# Your task
Copy out all of the data below, requests included, and shift every bounding-box coordinate in the answers by -59 while keeping the sample coordinates in the requests as they are. Leave the pictures out.

# Data shown
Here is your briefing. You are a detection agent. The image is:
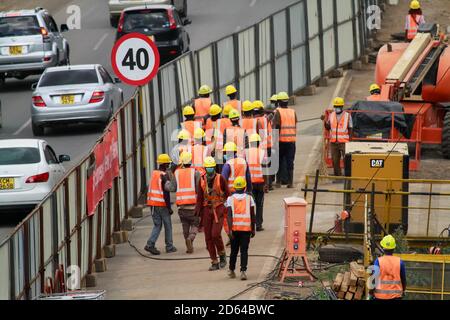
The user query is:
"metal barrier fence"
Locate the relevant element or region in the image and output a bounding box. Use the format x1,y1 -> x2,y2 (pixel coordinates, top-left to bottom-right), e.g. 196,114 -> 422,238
0,0 -> 384,299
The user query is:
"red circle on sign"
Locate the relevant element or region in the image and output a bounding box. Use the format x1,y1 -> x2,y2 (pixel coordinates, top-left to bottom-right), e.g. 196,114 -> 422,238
111,32 -> 160,86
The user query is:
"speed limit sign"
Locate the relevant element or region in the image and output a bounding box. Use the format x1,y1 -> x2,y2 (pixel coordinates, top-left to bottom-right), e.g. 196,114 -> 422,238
111,33 -> 160,86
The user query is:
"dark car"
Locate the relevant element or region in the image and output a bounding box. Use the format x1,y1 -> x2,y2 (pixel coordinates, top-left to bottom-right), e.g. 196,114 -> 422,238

# Output below
Here is your briefing. You are a detection agent. The image is:
The user query is:
"metal barrier fence"
Locate the relevant element or region in the image and output a bounding box. Use the format x1,y1 -> x2,y2 (pixel coordinates, top-left to bottom-right), e.g. 196,114 -> 422,238
-59,-59 -> 325,240
The user query is:
"red circle on sign"
Locate the relevant element or region in the image and output a bounding box. Use the format x1,y1 -> x2,y2 (pixel coordinates, top-left to bottom-right), e.g. 196,114 -> 422,238
52,-27 -> 101,27
The user query is:
"speed limit sign"
Locate the relevant element or region in the image and output a bounding box. Use the format x1,y1 -> x2,y2 (pixel coordinates, top-left to bottom-right), e.g. 196,114 -> 422,238
52,-26 -> 101,27
The user query is:
"dark car"
Locate the relevant element or region in the image and output a bounding box. Use the format x1,y1 -> x2,y2 (pixel coordinates, top-left to bottom-right), e.g. 196,114 -> 422,238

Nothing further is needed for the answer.